## DOCUMENT SEGMENT
(begin)
Fix \(r>0\) such that \(B_r(x) \cap B_\delta = \emptyset \) and let \(F \subset \mathbb {R}^d\) be any set such that \(\Omega _\gamma \triangle F \subset \!\subset B_r(x)\). Since \(\mathcal {E}_\gamma (\Omega _\gamma ) = \mathcal {F}_\gamma ^\lambda (\Omega _\gamma ) \leqslant \mathcal {F}_\gamma ^\lambda (F)\), using (3.3) we obtain that

$$\begin{aligned} {\mathcal {P}_{\mathbf {a}}}(\Omega _\gamma ) \leqslant {\mathcal {P}_{\mathbf {a}}}(F) + \omega |\Omega _\gamma \triangle F| \end{aligned}$$

for some constant \(\omega \) depending only on \(\gamma \) and \(\lambda \).

Let \(m :=\max \{ \mathbf {a}(y) :y\in B_r(x) \}\). Since \(\mathbf {a}\) is Lipschitz there exists a constant \(C>0\) such that \(\mathbf {a}(y) \geqslant m-Cr\) for all \(y\in B_r(x)\). Then

$$\begin{aligned} (m-Cr) \mathcal {P}(\Omega _\gamma ,B_r(x))&\leqslant {\mathcal {P}_{\mathbf {a}}}(\Omega _\gamma ,B_r(x)) \leqslant {\mathcal {P}_{\mathbf {a}}}(F,B_r(x)) + \omega |\Omega _\gamma \triangle F| \\&\leqslant m \mathcal {P}(F,B_r(x)) + \omega |\Omega _\gamma \triangle F|. \end{aligned}$$

Hence,

$$\begin{aligned} \mathcal {P}(\Omega _\gamma ,B_r(x)) \leqslant \mathcal {P}(F,B_r(x)) + Cr^d \end{aligned}$$

provided \(\mathcal {P}(\Omega _\gamma ,B_r(x)) \leqslant C r^{d-1}\). This establishes that \(\Omega _\gamma \) is an \(\omega \)-minimizer of the Euclidean perimeter in \(\mathbb {R}^d\backslash \overline{B_\delta }\).
(end)
## Detection annotation records
(begin)
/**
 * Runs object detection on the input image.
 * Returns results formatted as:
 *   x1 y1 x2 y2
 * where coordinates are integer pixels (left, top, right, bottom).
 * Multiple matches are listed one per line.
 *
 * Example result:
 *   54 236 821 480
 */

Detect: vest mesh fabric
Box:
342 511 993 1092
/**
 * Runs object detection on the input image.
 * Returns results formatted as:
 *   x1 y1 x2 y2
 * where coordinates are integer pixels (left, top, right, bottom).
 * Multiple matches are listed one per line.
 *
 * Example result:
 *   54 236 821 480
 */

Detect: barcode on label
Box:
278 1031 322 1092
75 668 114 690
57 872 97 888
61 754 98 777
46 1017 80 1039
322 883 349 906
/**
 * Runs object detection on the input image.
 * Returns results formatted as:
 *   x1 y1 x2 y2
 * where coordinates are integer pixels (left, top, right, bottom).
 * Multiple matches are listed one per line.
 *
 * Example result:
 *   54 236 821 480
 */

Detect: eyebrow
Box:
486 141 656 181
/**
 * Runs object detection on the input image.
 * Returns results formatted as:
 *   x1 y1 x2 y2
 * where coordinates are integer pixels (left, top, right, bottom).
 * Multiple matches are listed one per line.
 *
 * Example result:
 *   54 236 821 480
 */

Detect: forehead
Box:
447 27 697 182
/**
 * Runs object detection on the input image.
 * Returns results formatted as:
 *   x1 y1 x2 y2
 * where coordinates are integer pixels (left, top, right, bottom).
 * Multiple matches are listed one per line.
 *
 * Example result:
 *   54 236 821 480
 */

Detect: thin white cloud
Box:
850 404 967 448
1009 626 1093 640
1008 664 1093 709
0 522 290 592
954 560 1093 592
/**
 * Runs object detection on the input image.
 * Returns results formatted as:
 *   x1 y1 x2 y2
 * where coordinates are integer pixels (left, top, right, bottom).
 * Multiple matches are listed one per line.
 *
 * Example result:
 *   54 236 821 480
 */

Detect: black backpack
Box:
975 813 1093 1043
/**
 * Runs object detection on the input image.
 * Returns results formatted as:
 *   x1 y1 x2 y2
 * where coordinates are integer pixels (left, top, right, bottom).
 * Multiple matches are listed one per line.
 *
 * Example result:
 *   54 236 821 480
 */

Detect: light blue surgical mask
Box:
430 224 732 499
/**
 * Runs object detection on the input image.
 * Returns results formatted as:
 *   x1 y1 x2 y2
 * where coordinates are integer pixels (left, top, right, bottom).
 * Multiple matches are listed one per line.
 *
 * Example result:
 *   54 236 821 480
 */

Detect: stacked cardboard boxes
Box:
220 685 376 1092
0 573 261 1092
(end)
## EXERCISE SET
1. Answer these questions about the passage on the perimeter minimizer:
(a) On what does the constant ω depend?
(b) Which property of a gives a constant C > 0 with a(y) ≥ m − Cr for all y in B_r(x)?
(c) What does the final sentence say has been established about Ω_γ?
2. Output the section of the passage on the perimeter minimizer starting with "Fix \(r>0\) such" and going on through "and \(\lambda \).", copied word for word.
Work only from the passage on the perimeter minimizer.

## ANSWERS PROVIDED
1.
(a) Only on γ and λ.
(b) The fact that a is Lipschitz.
(c) That Ω_γ is an ω-minimizer of the Euclidean perimeter in ℝ^d \ B̄_δ, the complement of the closure of B_δ.

2.
Fix \(r>0\) such that \(B_r(x) \cap B_\delta = \emptyset \) and let \(F \subset \mathbb {R}^d\) be any set such that \(\Omega _\gamma \triangle F \subset \!\subset B_r(x)\). Since \(\mathcal {E}_\gamma (\Omega _\gamma ) = \mathcal {F}_\gamma ^\lambda (\Omega _\gamma ) \leqslant \mathcal {F}_\gamma ^\lambda (F)\), using (3.3) we obtain that

$$\begin{aligned} {\mathcal {P}_{\mathbf {a}}}(\Omega _\gamma ) \leqslant {\mathcal {P}_{\mathbf {a}}}(F) + \omega |\Omega _\gamma \triangle F| \end{aligned}$$

for some constant \(\omega \) depending only on \(\gamma \) and \(\lambda \).